One of the greatest joys of this job, however, was the social component. Given the current unrest in our world, I witnessed a stark increase in the perceived value of the outdoors during my time at Tussey. As the virus spread and lockdowns were initiated, people turned to the trails. Pent-up explorers would stumble upon the lookout, find me staring at the sky and follow my gaze. Next, they would become their most curious selves.
“Wait, birds migrate?”
“Wait wait, eagles migrate here?”
“Aren’t you freezing?”
“How long do you have to be out here?”
“How can you decide which birds to count?”
“Do you have enough to eat?”
And my personal favorite, spoken by some who discovered migration only moments before, “Thank you for doing this.”
I watched visitors develop confidence in identifying vultures after a mere 10 minutes, trotting away with their heads up and a smile on their face, proving what I have argued for years, that vultures can bring people joy.
I overheard kids saying the most profound things. “Mom, Dad, what are you most afraid of?” “How does our subconscious make us smarter?” “Mom, I think I’m ridiculous.”
I had the privilege of witnessing my boyfriend Jason successfully identify his first eagle. Now, he’ll have no choice but to love birds, which was my plan all along.
I met a hiker on his final mile of a long journey to raise money for COVID. I spoke with teachers seeking a momentary reprieve from the trials of online teaching. I gave impromptu ornithology lectures to eager pupils with the rocks for chairs and the sky for a classroom. In exchange, I received oranges.

Your tasks:
1. For each statement about the lookout passage, answer yes or no, and quote the words from the passage that decide it.
(a) Visitors learned to identify vultures after about 10 minutes.
(b) Jason identified his first hawk.
(c) The writer was given oranges in exchange for the impromptu lectures.
2. Answer these questions from the lookout passage:
(a) What did people turn to as the virus spread and lockdowns began?
(b) What was the hiker on his final mile raising money for?
(c) What served as chairs during the impromptu ornithology lectures?
3. Transcribe the lookout passage, everything from "I overheard kids" down to "plan all along.".
The rows that follow are not needed for any of this work.

Supplied data:
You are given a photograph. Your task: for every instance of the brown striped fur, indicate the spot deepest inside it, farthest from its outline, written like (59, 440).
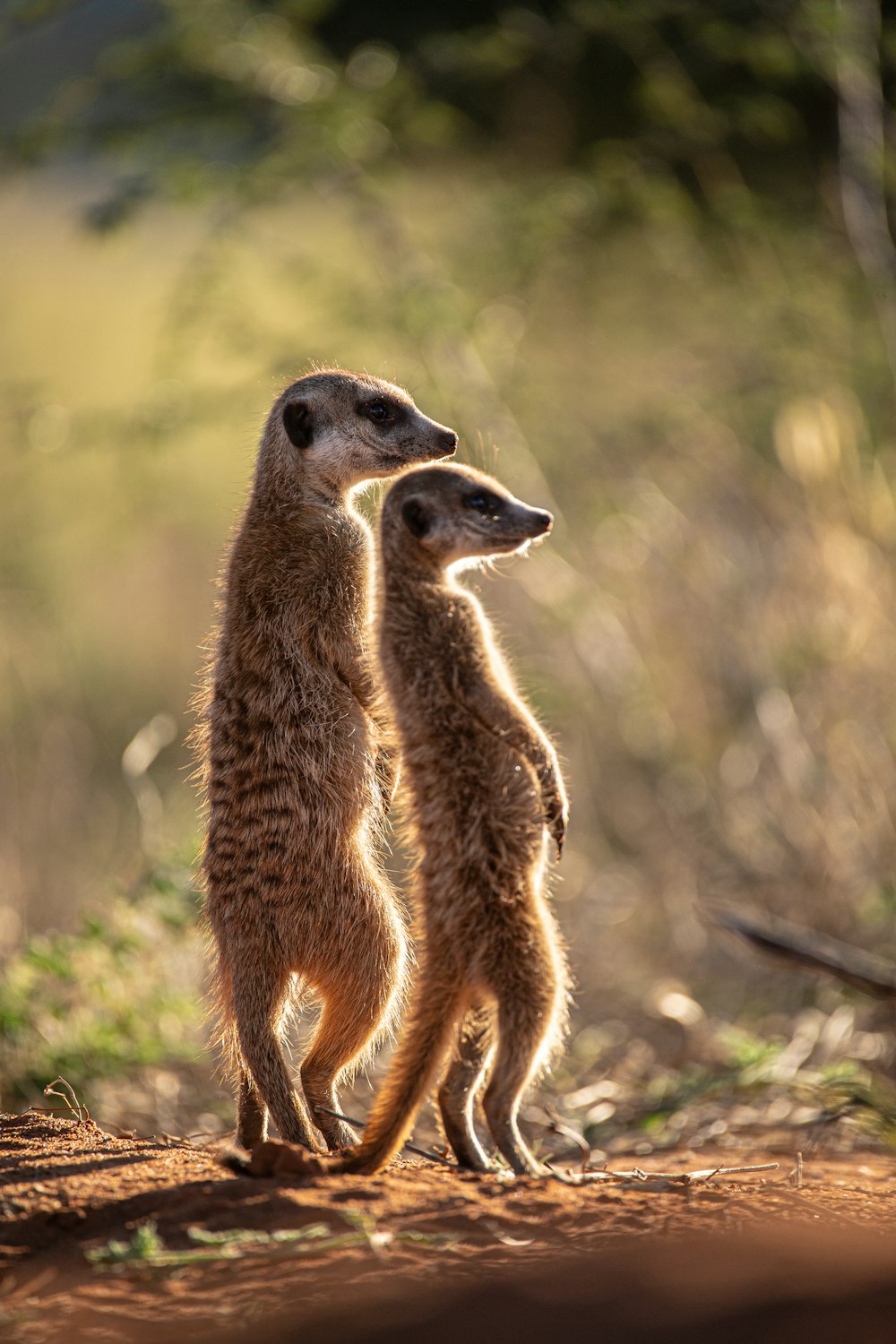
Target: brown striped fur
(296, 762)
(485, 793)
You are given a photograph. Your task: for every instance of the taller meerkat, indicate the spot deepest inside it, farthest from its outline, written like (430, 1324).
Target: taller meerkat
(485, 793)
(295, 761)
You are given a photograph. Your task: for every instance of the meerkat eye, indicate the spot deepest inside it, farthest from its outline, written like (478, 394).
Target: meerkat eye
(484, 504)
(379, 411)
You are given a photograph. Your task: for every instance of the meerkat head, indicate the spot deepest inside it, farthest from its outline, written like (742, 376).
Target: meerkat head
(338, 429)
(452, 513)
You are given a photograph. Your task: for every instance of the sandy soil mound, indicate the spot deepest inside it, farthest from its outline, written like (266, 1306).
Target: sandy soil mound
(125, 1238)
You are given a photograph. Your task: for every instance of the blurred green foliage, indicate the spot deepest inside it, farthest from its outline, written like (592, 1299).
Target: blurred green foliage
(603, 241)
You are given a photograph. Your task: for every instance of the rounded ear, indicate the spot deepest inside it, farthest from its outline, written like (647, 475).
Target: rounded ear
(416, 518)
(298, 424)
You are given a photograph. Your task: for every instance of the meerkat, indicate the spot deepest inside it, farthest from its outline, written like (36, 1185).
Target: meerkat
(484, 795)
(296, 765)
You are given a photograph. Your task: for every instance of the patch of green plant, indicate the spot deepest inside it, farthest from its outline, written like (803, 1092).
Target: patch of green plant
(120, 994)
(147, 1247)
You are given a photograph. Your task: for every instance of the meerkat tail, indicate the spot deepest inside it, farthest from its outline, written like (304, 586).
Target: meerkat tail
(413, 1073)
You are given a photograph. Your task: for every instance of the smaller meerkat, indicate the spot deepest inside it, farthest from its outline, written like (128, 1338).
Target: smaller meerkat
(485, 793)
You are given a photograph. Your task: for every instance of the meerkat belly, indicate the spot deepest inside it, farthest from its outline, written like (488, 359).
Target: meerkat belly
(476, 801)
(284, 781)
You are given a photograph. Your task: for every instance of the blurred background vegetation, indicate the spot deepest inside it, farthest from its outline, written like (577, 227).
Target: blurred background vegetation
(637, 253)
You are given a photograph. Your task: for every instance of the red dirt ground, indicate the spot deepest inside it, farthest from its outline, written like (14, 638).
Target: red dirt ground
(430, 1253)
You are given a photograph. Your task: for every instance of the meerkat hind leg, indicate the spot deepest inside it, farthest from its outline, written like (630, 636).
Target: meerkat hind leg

Activity answers:
1.
(a) Yes: "identifying vultures after a mere 10 minutes"
(b) No: "successfully identify his first eagle"
(c) Yes: "In exchange, I received oranges."

2.
(a) The trails.
(b) COVID.
(c) The rocks.

3.
I overheard kids saying the most profound things. “Mom, Dad, what are you most afraid of?” “How does our subconscious make us smarter?” “Mom, I think I’m ridiculous.”
I had the privilege of witnessing my boyfriend Jason successfully identify his first eagle. Now, he’ll have no choice but to love birds, which was my plan all along.